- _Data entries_
* * * * * * * * *

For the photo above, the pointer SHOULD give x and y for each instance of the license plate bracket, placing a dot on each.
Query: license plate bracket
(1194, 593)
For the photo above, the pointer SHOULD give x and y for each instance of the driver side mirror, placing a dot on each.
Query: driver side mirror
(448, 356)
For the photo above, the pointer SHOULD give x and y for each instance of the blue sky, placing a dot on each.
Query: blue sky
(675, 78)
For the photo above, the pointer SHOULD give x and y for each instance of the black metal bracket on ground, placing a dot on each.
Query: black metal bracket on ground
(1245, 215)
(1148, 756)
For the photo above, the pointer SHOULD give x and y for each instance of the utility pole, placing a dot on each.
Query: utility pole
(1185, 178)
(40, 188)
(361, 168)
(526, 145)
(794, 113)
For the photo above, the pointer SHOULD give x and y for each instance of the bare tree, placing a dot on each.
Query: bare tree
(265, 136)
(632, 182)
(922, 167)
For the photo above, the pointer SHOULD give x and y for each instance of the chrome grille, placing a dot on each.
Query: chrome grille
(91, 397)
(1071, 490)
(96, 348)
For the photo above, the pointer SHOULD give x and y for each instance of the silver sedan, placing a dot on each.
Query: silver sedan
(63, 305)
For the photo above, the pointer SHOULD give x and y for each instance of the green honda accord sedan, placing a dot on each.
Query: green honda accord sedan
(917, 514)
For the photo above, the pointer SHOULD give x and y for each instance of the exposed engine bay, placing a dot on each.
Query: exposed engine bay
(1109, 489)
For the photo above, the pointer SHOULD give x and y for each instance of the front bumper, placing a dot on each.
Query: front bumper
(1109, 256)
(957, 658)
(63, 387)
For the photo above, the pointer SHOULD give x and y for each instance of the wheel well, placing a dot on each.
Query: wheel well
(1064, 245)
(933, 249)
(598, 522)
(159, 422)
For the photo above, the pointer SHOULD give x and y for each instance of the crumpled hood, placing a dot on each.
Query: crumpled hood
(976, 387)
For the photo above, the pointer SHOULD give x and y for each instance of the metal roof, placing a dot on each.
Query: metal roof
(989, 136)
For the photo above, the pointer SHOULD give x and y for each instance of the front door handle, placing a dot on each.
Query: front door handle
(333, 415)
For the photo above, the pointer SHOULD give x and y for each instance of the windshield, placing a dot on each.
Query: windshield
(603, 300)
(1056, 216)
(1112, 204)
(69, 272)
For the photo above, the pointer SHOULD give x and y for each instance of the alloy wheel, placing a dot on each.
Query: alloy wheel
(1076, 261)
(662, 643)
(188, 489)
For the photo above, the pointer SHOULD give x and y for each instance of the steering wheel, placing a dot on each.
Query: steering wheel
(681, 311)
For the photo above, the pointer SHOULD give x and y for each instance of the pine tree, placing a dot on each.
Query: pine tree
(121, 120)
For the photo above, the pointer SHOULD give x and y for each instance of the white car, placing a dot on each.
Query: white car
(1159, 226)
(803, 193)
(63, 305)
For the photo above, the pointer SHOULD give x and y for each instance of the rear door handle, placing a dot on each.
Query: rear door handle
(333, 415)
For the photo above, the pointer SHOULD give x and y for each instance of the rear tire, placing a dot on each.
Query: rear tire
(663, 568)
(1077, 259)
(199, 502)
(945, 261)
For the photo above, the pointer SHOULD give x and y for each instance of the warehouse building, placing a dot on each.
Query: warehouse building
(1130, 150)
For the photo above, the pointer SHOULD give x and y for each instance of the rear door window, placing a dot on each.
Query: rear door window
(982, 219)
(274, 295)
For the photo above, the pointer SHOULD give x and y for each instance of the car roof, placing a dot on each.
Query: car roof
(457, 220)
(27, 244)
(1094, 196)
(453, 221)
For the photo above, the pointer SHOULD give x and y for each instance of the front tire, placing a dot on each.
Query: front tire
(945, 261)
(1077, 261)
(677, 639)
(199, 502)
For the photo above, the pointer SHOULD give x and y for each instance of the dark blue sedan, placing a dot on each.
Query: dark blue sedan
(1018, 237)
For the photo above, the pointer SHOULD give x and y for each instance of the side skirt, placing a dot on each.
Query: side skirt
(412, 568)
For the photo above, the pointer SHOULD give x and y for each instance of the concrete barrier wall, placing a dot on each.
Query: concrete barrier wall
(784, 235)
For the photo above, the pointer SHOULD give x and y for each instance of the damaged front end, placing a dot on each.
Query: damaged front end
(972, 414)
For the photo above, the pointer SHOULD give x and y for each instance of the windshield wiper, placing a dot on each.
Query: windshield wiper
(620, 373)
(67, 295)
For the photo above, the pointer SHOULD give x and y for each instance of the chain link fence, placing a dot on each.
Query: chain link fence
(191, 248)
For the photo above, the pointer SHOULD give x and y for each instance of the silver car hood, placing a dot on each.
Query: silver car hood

* * * * * * * * *

- _Exercise aim_
Your task is to reproduce the whole listing exactly.

- _Answer to this task_
For the photo above, the pointer SHOULD give x and y for each instance of the license plate bracket, placing a dot on each.
Query: license plate bracket
(1194, 593)
For the photo above, the pointer SHOULD give x and y for each instance of the driver side mirror, placing a dot on each.
Query: driver side mirror
(448, 356)
For the photo above, the pointer SHOULD give x and y for each instance of the blue sky, placing a dot on each.
Query: blue sky
(675, 78)
For the photo above, the pointer SHOULD give x and y for each instance of the black metal bracket on ground, placing a dot on each.
Query: black metal bracket on ground
(1245, 215)
(1148, 756)
For the photo above, the pointer SHOULD give x and y for each instance of the utility pole, placing a dot on each.
Query: utility pole
(1185, 178)
(40, 188)
(361, 168)
(526, 145)
(794, 113)
For the photo above, the pointer SHOULD give x and y for each instance of the bare tree, placing a dot on each.
Query: bare tree
(265, 136)
(632, 182)
(922, 167)
For the photo above, the pointer SHOULD give x and y for each instance of the chrome grille, placing a dot on each.
Query: chrome grille
(91, 397)
(1071, 490)
(96, 348)
For the photo above, the pointer SHOULD give x and y for each instance of the silver sedan, placing a dot on each.
Query: silver sedan
(63, 305)
For the photo above, the pointer SHOULD give x and y for each instance of the green honda accord sedan, placing a dot on each.
Query: green honda accord sedan
(917, 514)
For the photo above, the pointer SHOULD give x and y for each instance of the exposed engine bay, placing a dot on each.
Query: exposed engine bay
(1109, 489)
For the photo above, the pointer SHOULD give x and y for each instance of the front bumper, placing a dot on each.
Query: front bumper
(1109, 256)
(957, 658)
(63, 387)
For the photo above, the pointer SHOULD give x and y for each instance of the wheel well, placing a dot on each.
Query: wheel well
(1064, 245)
(933, 249)
(598, 522)
(159, 422)
For the photo above, the pointer SHOULD give x and y for each instance of the crumpled hood, placing a dot on each.
Query: crumpled hood
(976, 387)
For the photo above, the pointer SHOULD give x and y for each instance of the metal roof, placing a dot on each.
Query: metal roof
(989, 136)
For the photo above, the pointer SHOULD give x and y for each instance of the front door handle, placing a dot on each.
Query: front door handle
(333, 415)
For the photo above, the pointer SHOULD give x and y for each instance of the windshield, placing a dot on each.
Query: windshield
(603, 300)
(1056, 216)
(1112, 204)
(69, 272)
For the photo above, the pointer SHOULD give x and y for each instance of the alloy wheel, placing a dot on each.
Query: alloy wheel
(1076, 261)
(662, 643)
(188, 489)
For the photo above, the pointer SHOULD give x and y for each instance of the steering wheel, placing a dot on each.
Query: steering wheel
(681, 311)
For the photo above, the pointer SHOULD give x and y for each instance of the pine tree, placing a dot on each.
Query: pine tree
(121, 120)
For the photo above, the pointer SHOULD give x and y for each instance of the white car, placing a dot on each.
Query: white car
(1159, 226)
(803, 193)
(63, 305)
For the photo above, the pointer SHOULD give x and y for each instance of the rear door handle, placing a dot on each.
Query: rear door handle
(333, 415)
For the photo above, the pointer SHOULD give x and y for each instance of the rear tire, placing a dot on each.
Query: rear tire
(663, 568)
(1077, 259)
(199, 502)
(945, 261)
For the photo above, the pointer SHOULD give x and y for each instance of the warehouse building, placing a dot on each.
Query: warehouse building
(1130, 150)
For the photo above, the pointer SHOULD give x and y for each instance of the rear door window, placing a dot on each.
Query: rear door window
(982, 219)
(274, 295)
For the photo above, the pointer SHOULD give x and y for each instance of the car roof, placing a dot on each.
Query: car roof
(457, 220)
(27, 244)
(1094, 196)
(453, 221)
For the photo above, the pointer SHOULD give x and y for each instance of the front tire, placing a dot on each.
Query: front tire
(945, 261)
(1077, 261)
(677, 639)
(199, 502)
For the photo above, the pointer SHOULD give x and y for each instance of the dark blue sedan, placing a dot on each.
Query: dark blue sedan
(1018, 237)
For the photo above, the pointer SHOULD give x and y for each instance of the side skirt, placing a dot on each.
Query: side skirt
(412, 568)
For the photo above, the pointer SHOULD give x and y for each instance of the concrete barrier wall, placing a dot on each.
Query: concrete barrier wall
(784, 235)
For the photo above, the pointer SHOULD give x and y for each instance of the damaged front end, placing a dot on each.
Query: damaged front end
(972, 414)
For the photo above, the pointer SHOULD give x and y for each instance of the windshield wiper, placing a dot on each.
Query: windshield wiper
(620, 373)
(67, 295)
For the photo above, the pointer SHOULD give x and y for each instance of the chain link fence, placing a dot on each.
Query: chain link fence
(191, 248)
For the photo above, the pointer SHOULD give x and y for each instance of the silver car hood, placing a dot on each.
Query: silver car hood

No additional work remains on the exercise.